──────── Task inputs

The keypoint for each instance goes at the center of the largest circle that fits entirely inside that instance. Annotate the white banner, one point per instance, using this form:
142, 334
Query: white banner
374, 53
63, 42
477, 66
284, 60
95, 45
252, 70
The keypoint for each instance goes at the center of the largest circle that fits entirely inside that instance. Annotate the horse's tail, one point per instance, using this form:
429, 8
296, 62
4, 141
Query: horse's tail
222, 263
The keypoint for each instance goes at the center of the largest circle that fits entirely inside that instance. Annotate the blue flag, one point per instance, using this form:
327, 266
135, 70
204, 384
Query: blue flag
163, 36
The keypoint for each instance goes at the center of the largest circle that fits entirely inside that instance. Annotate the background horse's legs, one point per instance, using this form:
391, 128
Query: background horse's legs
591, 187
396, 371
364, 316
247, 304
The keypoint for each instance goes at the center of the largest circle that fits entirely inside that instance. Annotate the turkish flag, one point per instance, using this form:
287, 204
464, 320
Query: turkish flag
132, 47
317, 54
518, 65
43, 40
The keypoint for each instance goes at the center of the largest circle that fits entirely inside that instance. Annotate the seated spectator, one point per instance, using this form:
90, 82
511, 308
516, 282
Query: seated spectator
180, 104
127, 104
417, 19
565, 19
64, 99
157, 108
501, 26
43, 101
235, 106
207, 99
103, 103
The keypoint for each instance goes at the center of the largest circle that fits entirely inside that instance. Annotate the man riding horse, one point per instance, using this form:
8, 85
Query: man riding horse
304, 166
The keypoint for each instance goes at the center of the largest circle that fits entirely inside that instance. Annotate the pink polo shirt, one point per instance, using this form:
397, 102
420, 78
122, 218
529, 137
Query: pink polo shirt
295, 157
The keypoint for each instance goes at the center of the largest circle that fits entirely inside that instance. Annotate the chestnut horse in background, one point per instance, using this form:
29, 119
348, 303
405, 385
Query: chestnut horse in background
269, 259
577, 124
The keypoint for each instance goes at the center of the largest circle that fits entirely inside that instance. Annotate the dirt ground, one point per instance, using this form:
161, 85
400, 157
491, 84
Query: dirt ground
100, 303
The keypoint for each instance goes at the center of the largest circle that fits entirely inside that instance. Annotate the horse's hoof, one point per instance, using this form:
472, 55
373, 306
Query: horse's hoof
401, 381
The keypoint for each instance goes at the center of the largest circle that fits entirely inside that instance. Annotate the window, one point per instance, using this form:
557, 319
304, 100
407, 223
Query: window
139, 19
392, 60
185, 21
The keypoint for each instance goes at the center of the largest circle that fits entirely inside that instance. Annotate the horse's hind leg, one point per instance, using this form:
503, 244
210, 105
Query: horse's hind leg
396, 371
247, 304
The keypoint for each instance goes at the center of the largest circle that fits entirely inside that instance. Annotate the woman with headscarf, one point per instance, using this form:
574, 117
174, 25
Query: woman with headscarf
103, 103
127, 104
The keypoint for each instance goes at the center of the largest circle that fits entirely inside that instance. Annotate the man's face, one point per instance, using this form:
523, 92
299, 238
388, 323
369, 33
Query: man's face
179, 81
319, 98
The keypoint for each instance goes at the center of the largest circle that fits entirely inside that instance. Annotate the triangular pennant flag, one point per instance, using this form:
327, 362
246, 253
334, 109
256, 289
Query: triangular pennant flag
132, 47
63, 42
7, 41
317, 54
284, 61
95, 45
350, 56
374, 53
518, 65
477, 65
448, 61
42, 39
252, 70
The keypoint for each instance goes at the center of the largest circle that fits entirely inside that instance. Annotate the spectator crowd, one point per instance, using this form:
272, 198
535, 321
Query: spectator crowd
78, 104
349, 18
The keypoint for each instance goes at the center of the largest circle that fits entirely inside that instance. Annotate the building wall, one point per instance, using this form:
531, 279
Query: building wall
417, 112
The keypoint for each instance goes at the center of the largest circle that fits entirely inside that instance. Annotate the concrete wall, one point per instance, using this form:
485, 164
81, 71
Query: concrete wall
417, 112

────────────────

» **Work required**:
Using the material above, print every entry exactly as written.

» **Exercise output**:
The keypoint for each instance goes at the center of the largest circle that fits entirely inside that instance. Annotate the white banner, one point per instance, using this form:
142, 334
Query: white banner
374, 53
63, 42
477, 66
284, 60
95, 45
252, 70
The keypoint for each instance goes at the center of the largest circle that fits entirely inside that instance. Annotate the horse's tail, one point per instance, using this form:
429, 8
296, 62
4, 141
Query: horse's tail
222, 263
The keypoint for each instance goes at the center of the largest circle that fits entirely inside that instance. Annotate the blue flag, one point per instance, using this form:
327, 266
135, 70
204, 384
Query: blue flag
163, 36
The keypoint for each instance goes at the center of the largest circle that fits entirely inside that instance. Annotate the background horse's legs, one point per instance, using this form:
391, 128
Query: background horse's legs
591, 187
396, 371
364, 316
247, 304
The keypoint for each instance goes at the center of the largest circle that fits entirely inside that instance. Annotate the turkish flag, one point per instance, using this form:
287, 204
464, 320
Query: turkish flag
132, 47
317, 54
518, 65
43, 40
The keypoint for each instance goes at the center of the largest circle that fits entirely inside that instance. Annotate the seated spectator, one point per instance, using this form:
90, 82
511, 308
516, 282
Query: seated spectator
180, 104
127, 104
417, 19
565, 19
64, 99
157, 108
501, 26
43, 101
235, 106
207, 99
103, 103
The keypoint for each instance goes at the center of the largest circle that fits entirely inside that instance. Annotate the man riding horse, one point per instance, using this form:
8, 85
Query: man riding horse
304, 166
The keypoint for each instance goes at the center of the largest circle that fits entirely inside that instance. Annotate the pink polo shirt, one point per instance, using this form:
397, 102
420, 78
122, 218
529, 137
Query: pink polo shirt
295, 157
The keypoint for each instance goes at the center of the largest circle that fits entirely inside that instance. Annotate the chestnut horse in background, one point per instance, using this form:
29, 119
348, 303
405, 385
Query: chestnut horse in background
269, 259
577, 124
The keypoint for each instance goes at the center of the largest circle that fits entirely inside that instance. Annotate the dirt ground, one point per instance, using this form:
161, 85
400, 157
491, 84
Query: dirt ground
100, 303
The keypoint for each instance goes at the center of the largest circle that fits entirely inside that instance. Annotate the horse's hoof, one point per instance, using this form:
472, 55
373, 306
Query: horse's hoof
401, 381
The keypoint for each instance goes at the center of the largest circle that fits entirely inside that instance. Annotate the window, one point per instance, using this form:
557, 319
304, 100
407, 223
Query: window
139, 19
392, 60
185, 21
The keypoint for each instance goes at the center of the largest circle that fits entirely inside that instance. Annotate the horse's hind leg, one point per instance, using this form:
503, 244
210, 105
Query: horse's hind leg
396, 371
247, 304
The keypoint for each instance goes at the center of the largest circle that fits entirely inside that instance. Annotate the woman with headscarf, one point per instance, using this form:
574, 117
174, 25
Query: woman with headscarf
103, 103
127, 104
The keypoint for each instance goes at the center of the largest circle that fits entirely inside that instance. Annotate the man's face, one point per instance, using this form:
523, 92
299, 238
388, 323
369, 33
Query: man's face
179, 81
319, 98
The keypoint for each instance goes at the center of the largest circle that fits entirely inside that instance. Annotate the triangular pennant flag, one point per instance, using this form:
327, 362
246, 253
334, 109
256, 289
Query: triangular pennant flag
132, 47
63, 42
7, 41
317, 54
284, 61
95, 45
350, 56
374, 53
518, 65
477, 65
448, 61
42, 39
252, 70
The keypoint for each instance goes at the center of the largest circle that fits entirely inside that instance. Annotate the spectator crowd, one point per instance, using this form:
272, 198
535, 321
Query: spectator crowd
78, 104
349, 18
The keypoint for each instance goes at the center of the largest circle that fits entirely inside that instance. Annotate the building wall, one point per instance, using this form:
531, 279
Query: building wall
417, 112
The keypoint for each instance goes at the center of the largest circle that fits entirely inside that instance. Annotate the concrete wall, one point per instance, using this form:
485, 164
81, 71
Query: concrete wall
417, 112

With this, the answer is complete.